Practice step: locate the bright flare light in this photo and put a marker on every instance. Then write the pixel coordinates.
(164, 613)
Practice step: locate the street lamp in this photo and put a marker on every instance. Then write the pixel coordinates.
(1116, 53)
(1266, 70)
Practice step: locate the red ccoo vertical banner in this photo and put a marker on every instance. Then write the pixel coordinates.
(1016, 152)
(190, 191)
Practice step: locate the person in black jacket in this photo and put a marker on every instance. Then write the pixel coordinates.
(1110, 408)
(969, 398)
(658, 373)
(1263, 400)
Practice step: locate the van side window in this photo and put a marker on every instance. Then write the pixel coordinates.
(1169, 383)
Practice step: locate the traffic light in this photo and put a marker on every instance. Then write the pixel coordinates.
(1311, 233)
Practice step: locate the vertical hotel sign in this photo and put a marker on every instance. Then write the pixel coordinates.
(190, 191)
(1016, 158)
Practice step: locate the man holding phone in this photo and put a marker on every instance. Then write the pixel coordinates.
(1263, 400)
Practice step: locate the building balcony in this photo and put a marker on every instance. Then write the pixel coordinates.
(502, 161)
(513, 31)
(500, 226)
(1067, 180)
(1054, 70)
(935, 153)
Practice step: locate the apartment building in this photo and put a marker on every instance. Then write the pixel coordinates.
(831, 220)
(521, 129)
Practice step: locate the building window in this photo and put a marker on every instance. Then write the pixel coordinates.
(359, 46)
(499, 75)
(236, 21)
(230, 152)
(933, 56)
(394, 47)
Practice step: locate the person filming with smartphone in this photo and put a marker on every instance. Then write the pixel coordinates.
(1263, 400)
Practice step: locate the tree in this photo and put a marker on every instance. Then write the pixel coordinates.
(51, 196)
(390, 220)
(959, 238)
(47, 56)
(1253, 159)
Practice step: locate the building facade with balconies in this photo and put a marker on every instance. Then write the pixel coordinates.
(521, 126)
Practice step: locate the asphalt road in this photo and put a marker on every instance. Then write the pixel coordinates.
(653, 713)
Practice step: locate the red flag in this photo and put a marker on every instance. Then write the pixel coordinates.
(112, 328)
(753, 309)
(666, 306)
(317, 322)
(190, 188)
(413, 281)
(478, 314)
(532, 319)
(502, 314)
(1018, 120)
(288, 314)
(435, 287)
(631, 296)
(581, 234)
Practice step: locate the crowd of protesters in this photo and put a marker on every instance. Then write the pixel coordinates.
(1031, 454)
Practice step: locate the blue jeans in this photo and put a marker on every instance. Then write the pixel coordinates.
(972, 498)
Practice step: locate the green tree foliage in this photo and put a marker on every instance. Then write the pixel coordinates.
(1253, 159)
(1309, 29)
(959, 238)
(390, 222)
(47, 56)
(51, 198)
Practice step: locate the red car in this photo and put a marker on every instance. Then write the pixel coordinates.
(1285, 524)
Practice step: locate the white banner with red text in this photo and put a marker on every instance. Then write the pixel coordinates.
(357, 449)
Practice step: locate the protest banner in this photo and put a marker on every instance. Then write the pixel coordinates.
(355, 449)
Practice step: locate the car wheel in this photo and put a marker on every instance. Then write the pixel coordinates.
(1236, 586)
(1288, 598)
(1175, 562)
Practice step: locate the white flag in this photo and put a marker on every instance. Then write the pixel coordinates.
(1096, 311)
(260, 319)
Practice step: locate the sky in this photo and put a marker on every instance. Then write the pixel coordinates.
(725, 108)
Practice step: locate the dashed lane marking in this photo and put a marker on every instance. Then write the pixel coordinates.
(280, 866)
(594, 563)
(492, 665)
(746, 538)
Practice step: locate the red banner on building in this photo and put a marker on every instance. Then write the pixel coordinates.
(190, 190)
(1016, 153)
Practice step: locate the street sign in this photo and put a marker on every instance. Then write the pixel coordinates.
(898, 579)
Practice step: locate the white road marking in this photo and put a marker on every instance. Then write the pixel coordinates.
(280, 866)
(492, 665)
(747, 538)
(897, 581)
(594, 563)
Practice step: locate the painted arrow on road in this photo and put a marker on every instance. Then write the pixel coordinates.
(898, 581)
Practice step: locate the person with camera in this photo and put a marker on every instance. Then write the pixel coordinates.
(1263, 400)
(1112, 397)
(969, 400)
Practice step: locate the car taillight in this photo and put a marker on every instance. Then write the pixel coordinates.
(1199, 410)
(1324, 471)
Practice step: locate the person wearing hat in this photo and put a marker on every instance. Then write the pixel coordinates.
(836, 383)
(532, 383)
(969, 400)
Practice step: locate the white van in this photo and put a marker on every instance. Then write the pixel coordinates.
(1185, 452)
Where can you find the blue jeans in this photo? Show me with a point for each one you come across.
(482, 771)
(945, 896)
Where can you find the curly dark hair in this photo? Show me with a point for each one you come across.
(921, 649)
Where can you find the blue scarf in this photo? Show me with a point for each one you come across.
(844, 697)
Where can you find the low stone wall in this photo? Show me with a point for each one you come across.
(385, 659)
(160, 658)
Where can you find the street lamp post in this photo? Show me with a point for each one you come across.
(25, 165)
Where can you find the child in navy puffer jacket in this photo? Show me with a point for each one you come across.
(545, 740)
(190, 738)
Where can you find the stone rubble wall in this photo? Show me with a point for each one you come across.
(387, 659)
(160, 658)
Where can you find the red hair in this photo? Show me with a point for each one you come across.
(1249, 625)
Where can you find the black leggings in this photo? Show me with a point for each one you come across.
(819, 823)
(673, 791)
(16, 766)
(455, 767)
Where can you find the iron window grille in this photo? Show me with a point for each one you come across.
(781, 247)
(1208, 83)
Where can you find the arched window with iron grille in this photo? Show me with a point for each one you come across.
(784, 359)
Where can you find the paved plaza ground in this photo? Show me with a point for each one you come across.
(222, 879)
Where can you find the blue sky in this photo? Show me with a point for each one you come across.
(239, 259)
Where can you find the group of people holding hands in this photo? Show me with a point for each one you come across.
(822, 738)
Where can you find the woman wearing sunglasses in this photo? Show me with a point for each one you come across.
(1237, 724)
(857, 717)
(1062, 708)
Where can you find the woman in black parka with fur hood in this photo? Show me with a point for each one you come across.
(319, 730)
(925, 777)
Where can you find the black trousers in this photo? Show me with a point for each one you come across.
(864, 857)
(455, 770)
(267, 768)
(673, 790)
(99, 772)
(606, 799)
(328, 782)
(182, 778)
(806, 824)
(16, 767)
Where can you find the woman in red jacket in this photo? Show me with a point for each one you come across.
*****
Without omitting anything, output the data verbatim.

__WRITTEN SOLUTION__
Practice step: locate the bright flare light in this photo and put a marker on every instance. Then write the pixel coordinates.
(164, 613)
Practice step: locate the street lamp in this photo and put a marker on every instance. Then write the pixel coordinates.
(1116, 53)
(1266, 70)
Practice step: locate the red ccoo vertical banner in this photo and put a marker on every instance. Then write the pixel coordinates.
(1016, 152)
(190, 191)
Practice step: locate the person in black jacket in this photo and put a marker on every instance. Then write the pixel coordinates.
(1110, 408)
(969, 398)
(658, 373)
(1263, 400)
Practice step: locate the van side window in this photo and put a marker on every instance. Then write the pixel coordinates.
(1169, 383)
Practice step: locate the traffic light in this photo and put a marker on every instance. Then write the pixel coordinates.
(1311, 233)
Practice step: locate the vertical hotel sign in this photo and put a marker on every instance. Then write the pixel coordinates.
(190, 191)
(1016, 158)
Practice step: locate the man holding phone in this photo and put a marker on every instance. Then write the pixel coordinates.
(1263, 400)
Practice step: locate the building balcony in this photo and put a marker on every instance. Then write the pixel coordinates.
(502, 161)
(513, 31)
(500, 226)
(1067, 180)
(1054, 70)
(935, 153)
Practice step: locate the apartment building in this photo and put a marker on every instance. Then write the pixel coordinates.
(831, 220)
(521, 129)
Practice step: locate the building window in this photo and put a marker on every instance. Then write the pixel coordinates.
(359, 46)
(499, 75)
(236, 21)
(230, 152)
(933, 56)
(394, 47)
Practice step: locate the person filming with smartphone in this photo and put a marker on every instance. Then write the pixel coordinates.
(1263, 400)
Practice step: locate the tree in this photo and put a marker on every instance. Then write the pixel coordinates.
(51, 196)
(390, 220)
(959, 238)
(47, 56)
(1253, 159)
Practice step: locate the building facade with balconies in this photo and put a marker on every instance. Then write the pixel coordinates.
(521, 126)
Practice step: locate the asphalt road in this photo and put a marker on every instance. Then write the pixel coordinates.
(653, 713)
Practice step: locate the red flag in this photo and put a marker on every instance. Then write the pixel coordinates.
(112, 328)
(753, 309)
(666, 306)
(317, 322)
(190, 188)
(413, 281)
(478, 314)
(532, 319)
(502, 314)
(1018, 120)
(288, 314)
(435, 287)
(631, 296)
(581, 234)
Practice step: locate the crowd of protesters in this photo and put a marker on every instance. Then write the pixel coordinates.
(1031, 454)
Practice step: locate the blue jeans in this photo and put a marker on every instance. Then write the pixel coordinates.
(972, 498)
Practice step: locate the green tree foliage in this photo and put a marker on every instance. Then write the pixel coordinates.
(1253, 159)
(1309, 29)
(959, 238)
(390, 222)
(47, 56)
(51, 198)
Practice step: locate the red car in this photo and put a marker on every instance. Then write the pixel coordinates.
(1285, 524)
Practice step: locate the white banner with red text in this photo and put a marker on every instance. Then write the pixel coordinates.
(357, 449)
Practice step: locate the protest banner in this photo and put a marker on every instance. Then write the pixel coordinates.
(355, 449)
Practice step: locate the car wheel in this photo and put a marker on every instance. Then write the pixel coordinates.
(1236, 586)
(1288, 598)
(1175, 562)
Practice step: locate the white flag in this photo and put a marker on every instance. Then write the pixel coordinates.
(1096, 311)
(260, 319)
Practice step: locate the sky in this photo and put a marker on every instance. Then write the pixel coordinates.
(725, 108)
Practice step: locate the dashed lane marking in this photo and put a marker on every instance. Then write the pixel coordinates.
(280, 866)
(594, 563)
(492, 665)
(746, 538)
Practice step: locate the red banner on building in this photo and put a marker on every instance. Then write the pixel coordinates.
(190, 190)
(1016, 153)
Practice step: locate the street sign in this photo and put a marker on every instance. Then write the pixel coordinates.
(898, 579)
Practice step: locate the white road marking in this photo and put a marker on every instance. Then write the pixel coordinates.
(280, 866)
(492, 665)
(747, 538)
(897, 581)
(594, 563)
Practice step: locate the painted arrow on road in this photo and put a marker on every instance. Then write the pixel coordinates.
(898, 581)
Practice step: locate the person with camera in this photo and put a marker on every instance. Then write the pixel coordinates.
(1263, 400)
(1112, 397)
(969, 400)
Practice step: locate the car taillight in this photo and put a marker on every instance. Then write the pixel coordinates.
(1199, 410)
(1324, 471)
Practice step: locate the person wearing hat in this photo and put a marker on every instance. Then write the pixel coordinates.
(836, 383)
(532, 383)
(969, 400)
Practice step: locate the white van in this photo and put a marker on every instance. Then write the pixel coordinates.
(1185, 452)
Where can you find the blue jeans in this photo? Show me with a point for each one you come across.
(482, 771)
(945, 896)
Where can you find the curly dark hair in this photo? Show me with a point for each one you come across.
(921, 649)
Where can you find the blue scarf in this photo? Show me with a point for each one you come across.
(844, 697)
Where can you find the low stone wall in this photo? Show me with a point for each one you come across.
(385, 659)
(160, 658)
Where can you find the street lamp post in this photo? Show me with a point for each one you come across.
(25, 165)
Where can you find the child in navy puffer jacket in this photo? Show me with a point for each one you come across.
(545, 740)
(190, 738)
Where can you find the stone rubble wall in this photo? Show me with a point for each one you come across.
(387, 659)
(160, 658)
Where can you find the red hair in this photo? Show me with a point for each one you come across.
(1249, 625)
Where can you find the black leggings in this photo? Show me with a point for each one you come across.
(819, 823)
(673, 791)
(16, 766)
(455, 767)
Where can you find the iron window grille in this photo? Show me with a point for each one you come across.
(781, 247)
(1208, 83)
Where can you find the arched window with iron grille in this photo? Show me with a point for each one you come across.
(784, 359)
Where can you find the paved plaza ground in this photo? Show me with a point for each one you come across.
(222, 879)
Where can you find the blue sky in this photo? Show me with a point for each one you come across.
(239, 259)
Where can you find the group of people holding hands in this photo? Show me with a point for each one you come across.
(822, 738)
Where can you find the woman wearing sunglasses in this photo? Show me with a point for each one you come across.
(1237, 724)
(857, 717)
(1062, 708)
Where can you find the woman in black parka with fur hood in this photo? Show me with a point for each one you come across.
(319, 730)
(925, 777)
Where can you find the black trousers in this photo? Show me with a point for each one you come across.
(864, 857)
(455, 770)
(267, 768)
(673, 790)
(99, 772)
(606, 799)
(328, 782)
(182, 778)
(806, 824)
(16, 767)
Where can you find the woman in red jacket in this photo? Show me with a point for each one you come across.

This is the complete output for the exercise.